• **Source passage**
%%
That a particular judgment of each soul takes place at death is implied in many passages of the New Testament ( Luke 16:22 sqq. ; 23:43 ; Acts 1:25 ; etc.), and in the teaching of the Council of Florence ( Denzinger, Enchiridion, no. 588) regarding the speedy entry of each soul into heaven, purgatory, or hell.

Heaven

Heaven is the abode of the blessed, where (after the resurrection with glorified bodies ) they enjoy, in the company of Christ and the angels, the immediate vision of God face to face, being supernaturally elevated by the light of glory so as to be capable of such a vision. There are infinite degrees of glory corresponding to degrees of merit, but all are unspeakably happy in the eternal possession of God. Only the perfectly pure and holy can enter heaven ; but for those who have attained that state, either at death or after a course of purification in purgatory, entry into heaven is not deferred, as has sometimes been erroneously held, till after the General Judgment .

Purgatory

Purgatory is the intermediate state of unknown duration in which those who die imperfect, but not in unrepented mortal sin, undergo a course of penal purification, to qualify for admission into heaven. They share in the communion of saints and are benefited by our prayers and good works (see DEAD, PRAYERS FOR THE). The denial of purgatory by the Reformers introduced a dismal blank in their eschatology and, after the manner of extremes, has led to extreme reactions.
%%
• **Stated task**
Answer the following questions using the passage on judgment, heaven, and purgatory.
(a) Which council's teaching does the passage cite on the speedy entry of each soul into heaven, purgatory, or hell?
(b) By what are the blessed supernaturally elevated so that they are capable of the vision of God?
(c) According to the passage, by what are those in purgatory benefited?

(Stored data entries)
%%
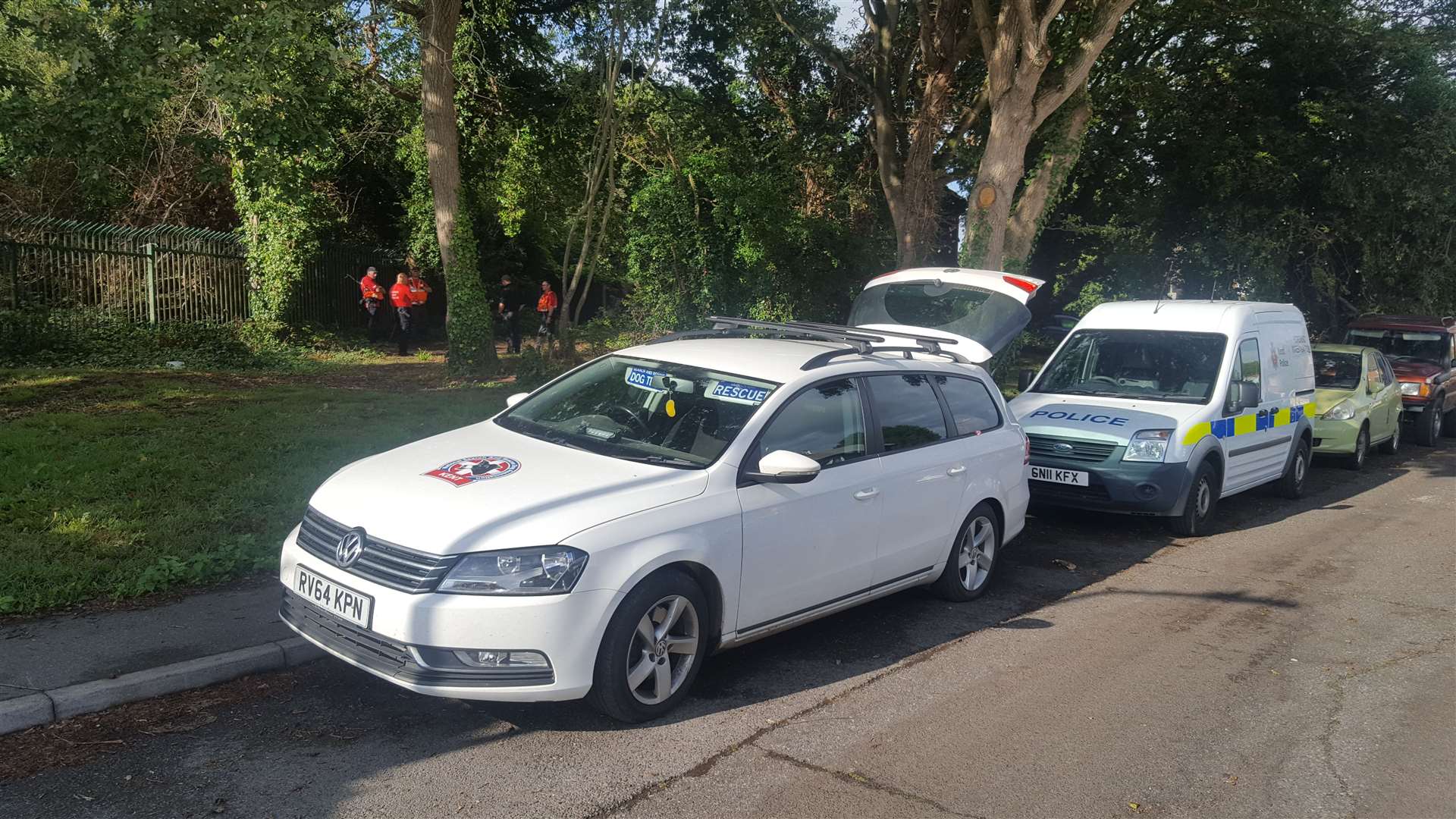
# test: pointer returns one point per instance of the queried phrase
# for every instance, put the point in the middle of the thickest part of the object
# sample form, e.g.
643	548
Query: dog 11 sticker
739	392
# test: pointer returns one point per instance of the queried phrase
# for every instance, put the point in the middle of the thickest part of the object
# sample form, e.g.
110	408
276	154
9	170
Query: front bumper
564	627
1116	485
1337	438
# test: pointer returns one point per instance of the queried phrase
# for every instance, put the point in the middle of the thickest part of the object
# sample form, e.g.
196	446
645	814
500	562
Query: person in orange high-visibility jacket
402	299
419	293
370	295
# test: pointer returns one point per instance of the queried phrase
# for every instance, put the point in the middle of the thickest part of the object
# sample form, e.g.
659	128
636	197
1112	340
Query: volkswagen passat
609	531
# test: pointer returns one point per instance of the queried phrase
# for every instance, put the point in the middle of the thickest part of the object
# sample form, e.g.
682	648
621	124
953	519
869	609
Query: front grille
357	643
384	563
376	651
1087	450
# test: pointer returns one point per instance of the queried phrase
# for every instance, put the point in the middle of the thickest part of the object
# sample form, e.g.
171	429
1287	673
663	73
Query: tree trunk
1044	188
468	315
%%
• **Output**
(a) The Council of Florence.
(b) The light of glory.
(c) Our prayers and good works.